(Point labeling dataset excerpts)
• • • •

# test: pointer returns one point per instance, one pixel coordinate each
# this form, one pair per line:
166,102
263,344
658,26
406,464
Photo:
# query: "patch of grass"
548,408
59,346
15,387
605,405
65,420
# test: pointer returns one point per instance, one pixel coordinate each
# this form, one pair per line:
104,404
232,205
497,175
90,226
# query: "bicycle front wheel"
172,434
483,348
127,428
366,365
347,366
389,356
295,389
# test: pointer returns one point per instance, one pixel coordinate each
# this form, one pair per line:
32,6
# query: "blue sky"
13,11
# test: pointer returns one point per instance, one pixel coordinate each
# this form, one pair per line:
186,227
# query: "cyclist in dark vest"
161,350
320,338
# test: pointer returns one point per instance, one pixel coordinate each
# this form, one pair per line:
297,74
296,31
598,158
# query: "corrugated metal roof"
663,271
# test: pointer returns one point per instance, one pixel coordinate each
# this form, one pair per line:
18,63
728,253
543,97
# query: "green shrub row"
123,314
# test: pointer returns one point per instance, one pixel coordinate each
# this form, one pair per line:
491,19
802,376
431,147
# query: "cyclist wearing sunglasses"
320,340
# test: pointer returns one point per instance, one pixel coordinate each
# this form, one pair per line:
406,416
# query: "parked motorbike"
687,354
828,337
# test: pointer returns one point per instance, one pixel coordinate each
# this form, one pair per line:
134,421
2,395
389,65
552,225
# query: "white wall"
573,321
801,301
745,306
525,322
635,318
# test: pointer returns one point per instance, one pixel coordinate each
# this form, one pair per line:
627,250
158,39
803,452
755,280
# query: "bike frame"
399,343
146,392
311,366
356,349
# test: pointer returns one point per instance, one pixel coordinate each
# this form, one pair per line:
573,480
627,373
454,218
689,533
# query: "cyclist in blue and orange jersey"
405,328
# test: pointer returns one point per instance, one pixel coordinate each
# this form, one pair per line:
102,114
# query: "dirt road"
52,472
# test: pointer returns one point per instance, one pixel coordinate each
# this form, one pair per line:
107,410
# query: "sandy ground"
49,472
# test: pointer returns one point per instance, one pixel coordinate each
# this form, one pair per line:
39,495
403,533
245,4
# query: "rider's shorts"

• • • •

## Written problem
Make an exact copy of the listing, including every line.

## Solution for this task
# test: pointer returns one point per instance, one pixel coordinate each
# this form, one pair per line:
166,102
263,344
658,26
406,464
Photo:
# query: "patch of grass"
548,408
59,346
15,387
605,405
65,420
# test: pointer returns one point per instance, one pixel coordinate each
# this form, one pair per line:
104,404
232,205
497,175
90,226
# query: "bicycle front wheel"
172,434
483,348
127,428
366,365
347,366
389,356
295,389
# test: pointer returns one point per instance, one pixel coordinate each
# this form, one pair per line:
32,6
# query: "blue sky"
13,11
# test: pointer returns one point per instance, one pixel coordinate each
# this form, one pair per line:
186,227
# query: "cyclist in dark vest"
161,350
320,338
# test: pointer returns one point per instance, one pixel coordinate each
# this form, one pair per line:
297,74
296,31
598,158
# query: "corrugated metal roof"
663,271
# test: pointer returns one point per instance, one pixel coordinate each
# this form, one pair per line:
18,63
728,253
543,97
# query: "green shrub row"
123,314
# test: pointer returns one point per instance, one pixel coordinate each
# this form, one pair per line:
491,19
802,376
431,147
# query: "cyclist wearing sunglasses"
320,340
# test: pointer returns one point per instance, one pixel coordinate each
# this form, one pair per line:
406,416
# query: "parked motorbike"
687,354
828,337
# test: pointer returns one point per instance, one pixel coordinate each
# this form, one pair per line:
134,421
2,395
389,65
552,225
# query: "white wall"
573,321
801,301
745,306
525,322
635,318
# test: pointer returns one point per instance, one pixel coordinate each
# this form, one pair per line:
627,250
158,39
803,452
755,280
# query: "bike frame"
399,343
146,392
311,366
356,349
# test: pointer returns one point per instance, one pixel coordinate each
# this form, one pair per line:
573,480
627,373
454,218
689,533
# query: "cyclist in blue and orange jersey"
405,328
# test: pointer returns one point per instance, one pixel coordinate each
# this form, one pair per line:
102,114
# query: "dirt road"
52,472
# test: pointer returns one point per instance, one pixel coordinate each
# this form, one pair per line:
107,410
# query: "sandy ground"
49,472
# test: pointer returns one point per instance, one pixel coordinate each
# this form, one pair per line:
39,495
403,533
245,4
# query: "rider's shorts"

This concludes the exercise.